++++ Fragmento del documento ++++

La comparación entre la Fed y el BCE vuelve a poner de manifiesto las diferencias estructurales entre ambas economías. Estados Unidos cuenta con un mercado laboral más flexible, una política fiscal más activa y un mercado de capitales profundamente integrado, lo que facilita la transmisión de la política monetaria. La zona euro, por el contrario, sigue adoleciendo de rigideces estructurales, de una menor integración financiera y de una dependencia mayor del crédito bancario. Estas diferencias explican por qué, ante un mismo shock inflacionario, las respuestas y los efectos han sido distintos. Más allá de Washington y Fráncfort, otros bancos centrales también han tenido un papel relevante en 2025. El Banco de Inglaterra ha seguido luchando con una inflación especialmente persistente y una economía débil y con graves problemas estructurales , mientras que los bancos centrales de las economías emergentes, muchos de los cuales se adelantaron al ciclo de subidas, han comenzado a relajar sus políticas antes que las economías avanzadas.
Todo ello ha configurado un mapa monetario global más heterogéneo, en el que la coordinación internacional ha sido limitada. El cierre de 2025 deja, por tanto, un escenario de transición. La gran batalla contra la inflación parece ganada, pero no sin costes. El crecimiento ha sido desigual, la deuda pública sigue en niveles elevados y los mercados financieros se han acostumbrado a convivir con tipos de interés estructuralmente más altos que en la década anterior. Este nuevo entorno obliga a replantear muchas de las certezas que dominaron la era del dinero barato.

++++ Información ++++

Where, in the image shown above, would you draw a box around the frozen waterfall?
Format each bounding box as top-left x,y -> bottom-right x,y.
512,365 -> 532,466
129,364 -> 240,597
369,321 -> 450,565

++++

Tarea asignada A:
Responde según el fragmento sobre la política monetaria en 2025:
(i) ¿Qué tipo de mercado laboral tiene Estados Unidos?
(ii) ¿Qué bancos centrales han empezado a relajar sus políticas antes que las economías avanzadas?
(iii) ¿En qué niveles sigue la deuda pública?
Tarea asignada B: Traduce al inglés esta oración del fragmento: "La gran batalla contra la inflación parece ganada, pero no sin costes."

Resultado A:
(i) Un mercado laboral más flexible.
(ii) Los bancos centrales de las economías emergentes.
(iii) En niveles elevados.

Resultado B: The great battle against inflation seems to have been won, but not without costs.